Format the records below as a JSON list of strings, one string per line, leaving out any blank lines.

----

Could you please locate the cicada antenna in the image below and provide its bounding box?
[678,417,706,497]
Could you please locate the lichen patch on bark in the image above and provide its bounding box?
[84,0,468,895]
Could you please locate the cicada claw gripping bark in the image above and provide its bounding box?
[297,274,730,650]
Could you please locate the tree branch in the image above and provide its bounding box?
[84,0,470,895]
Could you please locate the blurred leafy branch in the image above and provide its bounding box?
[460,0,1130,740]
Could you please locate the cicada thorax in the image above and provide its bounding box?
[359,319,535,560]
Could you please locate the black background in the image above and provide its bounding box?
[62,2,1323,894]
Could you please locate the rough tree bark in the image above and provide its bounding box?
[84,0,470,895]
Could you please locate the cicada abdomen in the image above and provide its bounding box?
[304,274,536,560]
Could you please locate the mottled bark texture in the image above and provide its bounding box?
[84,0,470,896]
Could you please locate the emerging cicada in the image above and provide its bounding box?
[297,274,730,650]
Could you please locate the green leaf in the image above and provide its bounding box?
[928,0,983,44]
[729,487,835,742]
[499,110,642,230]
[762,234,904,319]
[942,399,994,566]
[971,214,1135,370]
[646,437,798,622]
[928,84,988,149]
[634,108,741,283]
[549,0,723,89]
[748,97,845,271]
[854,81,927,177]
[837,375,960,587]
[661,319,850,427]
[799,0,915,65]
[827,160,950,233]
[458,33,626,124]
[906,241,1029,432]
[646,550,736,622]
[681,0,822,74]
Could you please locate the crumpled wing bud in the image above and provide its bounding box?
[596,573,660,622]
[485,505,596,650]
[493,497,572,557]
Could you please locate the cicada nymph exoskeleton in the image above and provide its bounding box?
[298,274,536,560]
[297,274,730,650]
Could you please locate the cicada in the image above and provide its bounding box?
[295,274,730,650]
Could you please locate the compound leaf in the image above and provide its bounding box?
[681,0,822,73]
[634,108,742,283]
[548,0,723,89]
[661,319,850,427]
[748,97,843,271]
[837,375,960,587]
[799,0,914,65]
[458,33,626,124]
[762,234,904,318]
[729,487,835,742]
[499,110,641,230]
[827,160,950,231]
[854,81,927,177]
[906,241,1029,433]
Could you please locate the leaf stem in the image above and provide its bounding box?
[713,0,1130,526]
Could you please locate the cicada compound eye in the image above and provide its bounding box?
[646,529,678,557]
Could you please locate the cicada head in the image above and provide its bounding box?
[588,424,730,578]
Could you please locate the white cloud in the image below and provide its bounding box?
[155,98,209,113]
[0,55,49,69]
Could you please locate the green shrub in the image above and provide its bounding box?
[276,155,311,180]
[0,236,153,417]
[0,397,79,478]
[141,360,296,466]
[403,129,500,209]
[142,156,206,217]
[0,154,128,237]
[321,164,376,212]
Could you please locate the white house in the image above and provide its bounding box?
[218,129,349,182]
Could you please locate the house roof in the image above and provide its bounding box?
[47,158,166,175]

----

Written answer:
[
  "Could you please locate the cicada antenna in the image below and provide its bounding box?",
  "[678,417,706,497]",
  "Could you please locate the lichen patch on bark in the image above and provide its bounding box?",
  "[84,0,468,895]",
  "Could you please locate the cicada claw gripping bark in the image above and provide its bounding box?",
  "[297,274,730,650]",
  "Could you please locate the tree branch in the image above and provide its bounding box?",
  "[84,0,470,895]",
  "Could you please locate the blurred leafy branch in the image above and provide its bounding box?",
  "[460,0,1130,740]",
  "Could you please locate the cicada thorax in the image above and provide its bounding box?",
  "[359,319,535,560]",
  "Could you please locate the black background in the image above and provide its bounding box?",
  "[62,2,1323,894]",
  "Could you please locate the rough tree bark in the image above and provide its bounding box?",
  "[84,0,470,895]",
  "Could you please locate the cicada abdomen in the image above and provide its bounding box?",
  "[304,274,536,560]",
  "Could you please locate the mottled bark texture in the image above and provide its bounding box?",
  "[84,0,470,896]",
  "Could you please locate the emerging cicada in the image above and provide its bounding box?",
  "[297,274,730,650]",
  "Could you please locate the green leaf in the image above and provide its bounding box?",
  "[928,0,983,44]",
  "[729,487,835,742]",
  "[499,110,642,230]",
  "[762,234,904,319]",
  "[942,399,994,566]",
  "[971,214,1135,370]",
  "[646,437,798,622]",
  "[928,84,988,149]",
  "[634,108,741,283]",
  "[549,0,723,89]",
  "[748,97,845,271]",
  "[854,81,927,177]",
  "[837,375,960,587]",
  "[661,319,850,427]",
  "[799,0,915,65]",
  "[827,160,950,233]",
  "[458,33,626,124]",
  "[906,241,1029,432]",
  "[646,550,736,622]",
  "[681,0,822,74]",
  "Could you please locate the crumpled wing bud in the image above and provide its bounding box?",
  "[596,573,660,622]",
  "[485,505,596,650]",
  "[493,497,572,557]",
  "Could you please locate the cicada nymph exoskeleton in the image above and provide its bounding box?",
  "[298,274,536,560]",
  "[297,274,730,650]",
  "Could you please locate the cicada in the image above and provide its bounding box?",
  "[295,274,730,650]",
  "Could you please locate the compound leaf in the image above and provide its bounding box?",
  "[681,0,822,73]",
  "[634,108,742,283]",
  "[548,0,723,89]",
  "[661,319,850,427]",
  "[748,97,843,271]",
  "[837,375,960,587]",
  "[799,0,914,65]",
  "[458,33,626,124]",
  "[762,234,904,318]",
  "[729,487,835,742]",
  "[499,110,641,230]",
  "[827,160,950,231]",
  "[854,81,927,177]",
  "[906,241,1029,433]",
  "Could you please locate the leaf stem in the image above and provide its bounding box?",
  "[713,0,1130,526]",
  "Could you please locate the cicada compound eye in the image above and provide its bounding box?",
  "[646,529,678,557]",
  "Could you please locate the cicada head in the image above and provide its bounding box?",
  "[588,424,730,578]",
  "Could you please locate the white cloud in the image below and provide its bounding box?",
  "[155,98,209,113]",
  "[0,55,49,69]",
  "Could you please locate the green shrub in the image above and provide its bounding box?",
  "[276,155,311,180]",
  "[0,236,153,417]",
  "[0,397,79,478]",
  "[141,360,296,466]",
  "[403,129,500,209]",
  "[142,156,206,217]",
  "[0,154,128,237]",
  "[321,164,376,212]",
  "Could you please locate the white house in the image above and provide its bounding box?",
  "[218,129,349,182]",
  "Could you please locate the house roof in the image above and provide its bounding box?",
  "[47,158,166,175]"
]